THE TASK: Please rewrite the lines from the one containing "Keypoint rule: one marker on every instance of the electrical" through the final line, replacing "marker" with "dot" and keeping everything else the same.

DATASET EXTRACT:
————————
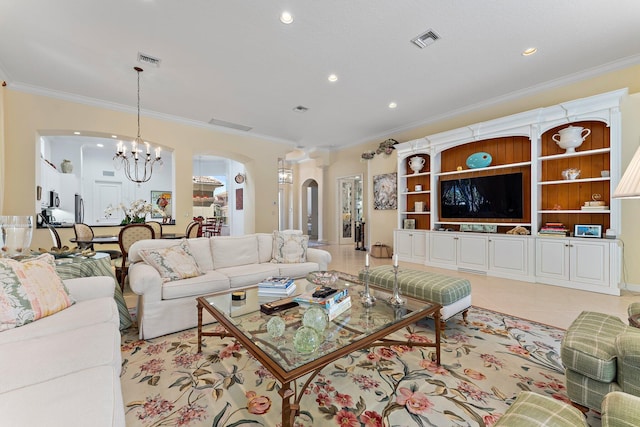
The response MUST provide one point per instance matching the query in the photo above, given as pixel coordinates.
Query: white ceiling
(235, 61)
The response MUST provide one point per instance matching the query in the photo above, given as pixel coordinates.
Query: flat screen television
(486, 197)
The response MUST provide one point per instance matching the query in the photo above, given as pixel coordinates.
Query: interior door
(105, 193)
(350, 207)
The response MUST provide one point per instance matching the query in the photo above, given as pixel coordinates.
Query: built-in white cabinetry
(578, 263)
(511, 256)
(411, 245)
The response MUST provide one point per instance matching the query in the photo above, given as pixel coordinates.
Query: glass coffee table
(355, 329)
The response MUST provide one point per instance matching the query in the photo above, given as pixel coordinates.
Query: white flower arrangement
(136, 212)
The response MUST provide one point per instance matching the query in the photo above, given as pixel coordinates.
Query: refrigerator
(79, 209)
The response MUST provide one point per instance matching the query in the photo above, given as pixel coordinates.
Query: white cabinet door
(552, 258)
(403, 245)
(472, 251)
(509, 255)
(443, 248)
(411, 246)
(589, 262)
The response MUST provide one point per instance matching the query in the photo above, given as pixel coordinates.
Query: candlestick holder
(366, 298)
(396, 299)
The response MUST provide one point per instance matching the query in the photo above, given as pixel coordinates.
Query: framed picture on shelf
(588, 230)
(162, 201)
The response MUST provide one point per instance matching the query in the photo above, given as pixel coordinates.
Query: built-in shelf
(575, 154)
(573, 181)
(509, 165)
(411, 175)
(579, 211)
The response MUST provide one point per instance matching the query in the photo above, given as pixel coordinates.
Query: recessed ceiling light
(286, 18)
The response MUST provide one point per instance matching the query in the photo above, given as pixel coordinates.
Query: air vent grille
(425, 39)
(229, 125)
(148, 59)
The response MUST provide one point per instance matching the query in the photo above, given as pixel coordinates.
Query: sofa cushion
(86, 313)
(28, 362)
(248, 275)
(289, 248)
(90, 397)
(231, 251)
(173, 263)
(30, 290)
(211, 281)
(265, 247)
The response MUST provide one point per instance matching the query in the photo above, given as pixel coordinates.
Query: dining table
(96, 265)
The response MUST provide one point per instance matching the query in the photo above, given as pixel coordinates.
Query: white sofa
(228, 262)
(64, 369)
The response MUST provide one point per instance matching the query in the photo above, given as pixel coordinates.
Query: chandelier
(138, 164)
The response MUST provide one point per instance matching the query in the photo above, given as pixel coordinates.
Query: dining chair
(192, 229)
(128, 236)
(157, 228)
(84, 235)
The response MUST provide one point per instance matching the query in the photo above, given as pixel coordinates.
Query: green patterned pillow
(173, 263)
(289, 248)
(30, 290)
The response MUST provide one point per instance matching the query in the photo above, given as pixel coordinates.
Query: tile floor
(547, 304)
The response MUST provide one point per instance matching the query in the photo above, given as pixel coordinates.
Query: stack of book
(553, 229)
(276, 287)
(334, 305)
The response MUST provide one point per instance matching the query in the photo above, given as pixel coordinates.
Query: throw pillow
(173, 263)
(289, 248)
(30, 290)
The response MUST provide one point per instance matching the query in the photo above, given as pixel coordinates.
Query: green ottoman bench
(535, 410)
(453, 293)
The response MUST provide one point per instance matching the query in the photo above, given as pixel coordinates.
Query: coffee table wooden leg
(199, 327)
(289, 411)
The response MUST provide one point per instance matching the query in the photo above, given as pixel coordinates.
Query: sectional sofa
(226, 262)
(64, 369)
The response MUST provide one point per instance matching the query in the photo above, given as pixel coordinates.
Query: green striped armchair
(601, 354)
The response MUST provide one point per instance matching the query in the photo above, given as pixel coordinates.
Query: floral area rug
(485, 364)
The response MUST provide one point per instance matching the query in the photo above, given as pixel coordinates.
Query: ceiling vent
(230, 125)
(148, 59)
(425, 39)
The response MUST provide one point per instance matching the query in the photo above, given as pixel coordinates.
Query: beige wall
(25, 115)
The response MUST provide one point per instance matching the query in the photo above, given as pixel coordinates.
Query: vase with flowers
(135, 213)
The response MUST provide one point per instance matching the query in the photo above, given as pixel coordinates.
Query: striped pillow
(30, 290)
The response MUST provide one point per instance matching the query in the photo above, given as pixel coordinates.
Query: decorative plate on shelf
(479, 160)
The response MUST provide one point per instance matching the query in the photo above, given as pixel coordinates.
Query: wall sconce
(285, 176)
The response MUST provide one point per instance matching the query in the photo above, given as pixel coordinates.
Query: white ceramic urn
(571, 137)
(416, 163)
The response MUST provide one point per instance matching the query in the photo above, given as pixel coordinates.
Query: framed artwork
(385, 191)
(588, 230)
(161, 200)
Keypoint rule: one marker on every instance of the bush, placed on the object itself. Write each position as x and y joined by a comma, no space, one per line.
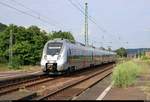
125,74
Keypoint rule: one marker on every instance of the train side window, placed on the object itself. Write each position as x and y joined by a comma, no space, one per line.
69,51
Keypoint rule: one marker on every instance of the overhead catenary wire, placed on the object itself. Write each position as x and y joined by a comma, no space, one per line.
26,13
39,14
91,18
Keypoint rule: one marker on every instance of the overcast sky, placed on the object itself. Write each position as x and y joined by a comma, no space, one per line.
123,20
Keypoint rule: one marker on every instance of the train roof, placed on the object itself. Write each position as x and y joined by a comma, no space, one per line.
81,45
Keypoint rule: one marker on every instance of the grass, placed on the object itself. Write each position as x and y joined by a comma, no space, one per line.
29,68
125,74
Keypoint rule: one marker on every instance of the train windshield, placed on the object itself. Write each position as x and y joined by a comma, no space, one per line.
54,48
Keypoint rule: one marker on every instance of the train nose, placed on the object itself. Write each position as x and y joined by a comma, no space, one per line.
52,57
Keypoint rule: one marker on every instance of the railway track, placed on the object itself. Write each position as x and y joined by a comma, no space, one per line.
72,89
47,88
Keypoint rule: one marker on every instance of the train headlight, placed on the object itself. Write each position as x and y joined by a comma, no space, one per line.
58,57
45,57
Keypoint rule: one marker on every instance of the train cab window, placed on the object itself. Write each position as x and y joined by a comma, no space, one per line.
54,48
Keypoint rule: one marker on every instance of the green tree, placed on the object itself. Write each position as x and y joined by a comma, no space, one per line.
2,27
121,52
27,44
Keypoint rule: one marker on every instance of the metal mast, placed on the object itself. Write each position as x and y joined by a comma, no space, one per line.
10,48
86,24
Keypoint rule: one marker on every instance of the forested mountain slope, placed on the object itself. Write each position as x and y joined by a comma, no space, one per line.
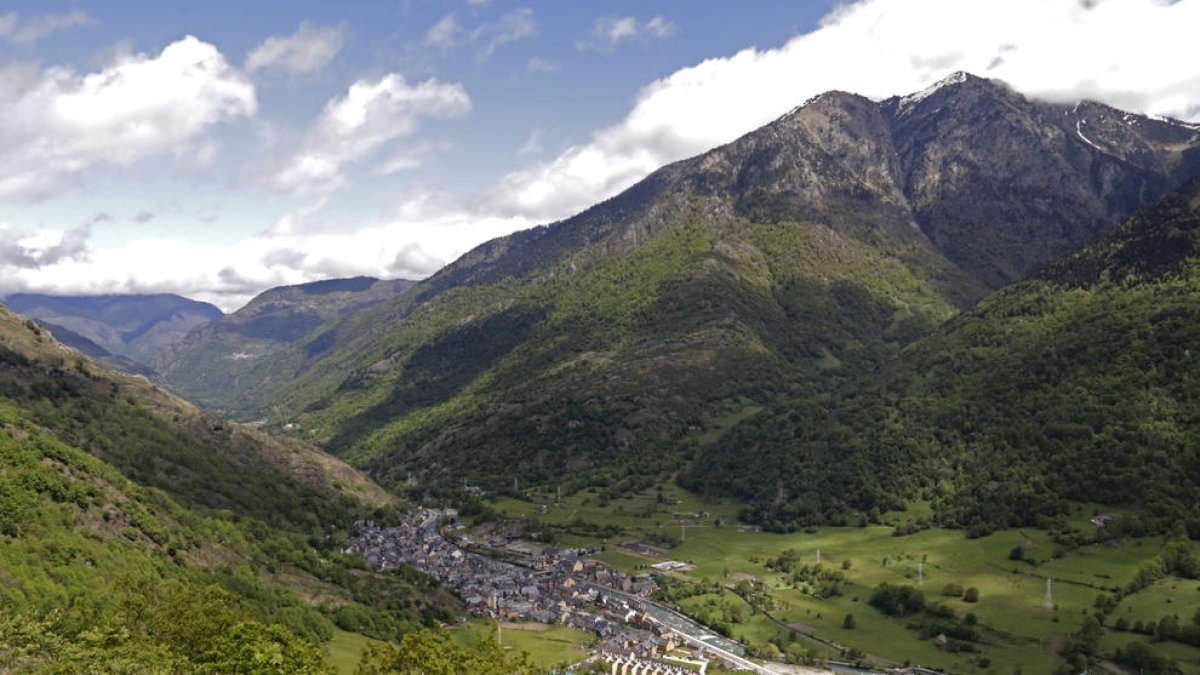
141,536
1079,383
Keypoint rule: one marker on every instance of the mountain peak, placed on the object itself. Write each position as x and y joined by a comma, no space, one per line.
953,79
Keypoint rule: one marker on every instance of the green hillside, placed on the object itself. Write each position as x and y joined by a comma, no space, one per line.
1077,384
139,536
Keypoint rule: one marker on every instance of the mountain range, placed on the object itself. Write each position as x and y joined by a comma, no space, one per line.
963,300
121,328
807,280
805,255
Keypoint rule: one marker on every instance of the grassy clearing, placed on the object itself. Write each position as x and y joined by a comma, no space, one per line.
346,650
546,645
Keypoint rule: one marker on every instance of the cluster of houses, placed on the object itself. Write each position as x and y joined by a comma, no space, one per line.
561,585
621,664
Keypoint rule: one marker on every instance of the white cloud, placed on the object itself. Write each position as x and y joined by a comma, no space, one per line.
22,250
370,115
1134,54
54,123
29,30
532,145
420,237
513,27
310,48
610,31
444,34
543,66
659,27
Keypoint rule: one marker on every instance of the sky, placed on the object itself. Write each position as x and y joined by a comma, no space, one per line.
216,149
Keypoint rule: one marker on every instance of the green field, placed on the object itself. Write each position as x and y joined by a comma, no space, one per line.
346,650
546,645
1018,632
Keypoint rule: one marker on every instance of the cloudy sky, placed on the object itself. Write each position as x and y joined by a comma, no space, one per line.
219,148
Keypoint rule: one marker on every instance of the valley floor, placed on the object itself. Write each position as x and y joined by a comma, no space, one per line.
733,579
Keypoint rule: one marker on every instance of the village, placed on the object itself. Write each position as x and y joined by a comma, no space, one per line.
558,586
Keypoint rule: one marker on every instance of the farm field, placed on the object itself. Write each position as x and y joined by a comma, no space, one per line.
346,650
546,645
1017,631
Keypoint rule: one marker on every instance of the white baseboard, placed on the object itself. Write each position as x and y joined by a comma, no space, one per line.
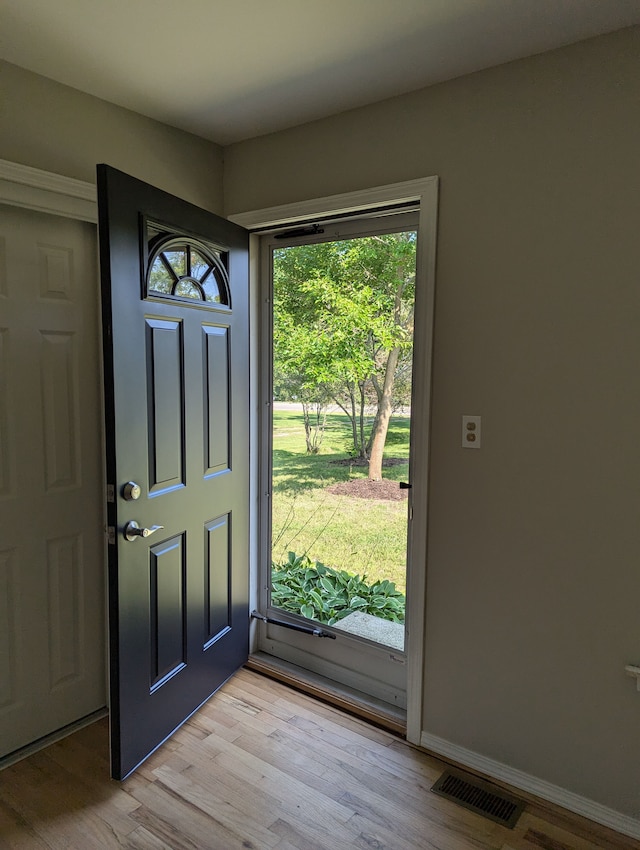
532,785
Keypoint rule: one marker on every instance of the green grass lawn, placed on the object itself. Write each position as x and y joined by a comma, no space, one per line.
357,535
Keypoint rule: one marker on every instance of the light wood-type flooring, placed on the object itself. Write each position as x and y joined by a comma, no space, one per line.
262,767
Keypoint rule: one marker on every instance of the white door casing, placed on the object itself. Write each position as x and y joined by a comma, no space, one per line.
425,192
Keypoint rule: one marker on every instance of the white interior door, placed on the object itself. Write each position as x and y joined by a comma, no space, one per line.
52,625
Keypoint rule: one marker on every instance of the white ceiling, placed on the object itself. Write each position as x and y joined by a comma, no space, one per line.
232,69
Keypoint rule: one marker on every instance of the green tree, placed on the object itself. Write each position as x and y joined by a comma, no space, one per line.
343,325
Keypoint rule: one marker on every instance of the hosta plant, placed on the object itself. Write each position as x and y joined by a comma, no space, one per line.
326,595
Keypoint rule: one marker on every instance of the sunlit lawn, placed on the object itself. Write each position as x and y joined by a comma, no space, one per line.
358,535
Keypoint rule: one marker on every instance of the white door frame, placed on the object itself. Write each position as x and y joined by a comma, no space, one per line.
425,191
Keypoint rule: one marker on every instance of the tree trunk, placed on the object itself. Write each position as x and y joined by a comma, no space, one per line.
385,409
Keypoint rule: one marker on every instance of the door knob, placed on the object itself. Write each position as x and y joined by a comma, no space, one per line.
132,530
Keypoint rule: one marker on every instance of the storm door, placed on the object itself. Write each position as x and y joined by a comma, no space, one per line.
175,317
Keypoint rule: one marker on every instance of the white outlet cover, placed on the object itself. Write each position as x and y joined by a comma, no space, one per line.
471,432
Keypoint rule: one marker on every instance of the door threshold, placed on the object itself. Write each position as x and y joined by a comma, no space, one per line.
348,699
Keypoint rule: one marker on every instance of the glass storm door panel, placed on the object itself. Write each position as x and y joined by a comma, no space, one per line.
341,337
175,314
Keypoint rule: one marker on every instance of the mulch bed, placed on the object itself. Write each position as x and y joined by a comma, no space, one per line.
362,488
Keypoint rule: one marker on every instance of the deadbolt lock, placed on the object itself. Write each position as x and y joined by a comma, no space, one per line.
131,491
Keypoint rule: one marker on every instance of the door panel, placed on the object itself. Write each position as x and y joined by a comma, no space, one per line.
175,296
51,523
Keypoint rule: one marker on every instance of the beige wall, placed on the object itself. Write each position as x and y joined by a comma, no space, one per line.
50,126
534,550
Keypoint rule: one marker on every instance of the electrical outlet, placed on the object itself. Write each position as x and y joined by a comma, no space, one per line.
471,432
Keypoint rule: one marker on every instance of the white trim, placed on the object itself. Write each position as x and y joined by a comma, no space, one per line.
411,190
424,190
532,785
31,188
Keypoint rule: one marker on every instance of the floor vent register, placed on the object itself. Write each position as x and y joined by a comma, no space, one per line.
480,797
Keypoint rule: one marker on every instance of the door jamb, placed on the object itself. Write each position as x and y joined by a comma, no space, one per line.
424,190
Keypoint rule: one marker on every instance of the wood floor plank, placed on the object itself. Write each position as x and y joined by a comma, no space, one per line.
————————
ANSWER TO THE TASK:
Keypoint rule: one dot on every instance of the electrical outlet, placed on the object itself. Write each position as x and y joined by a comma, no space, one per line.
471,432
Keypoint rule: one dot on every instance of the white trim, placed on the object itself. Write each position as x and y joined by a comma, no space, one per line.
411,190
424,190
532,785
31,188
Keypoint rule: one dot on every instance of the floor vent register, placed on the object itself. Write each position as x and y joined by a comma, no space, one per line.
480,797
Keypoint rule: one dot on every instance of the door jamb, placed on the object itself. Write each position as x and y joined by a comma, no space, one per line.
424,190
Keypoint rule: one dot on every instance of the wood floor plank, placed on the object itself. Write each position as x and y joined by a comma, no space, one per line.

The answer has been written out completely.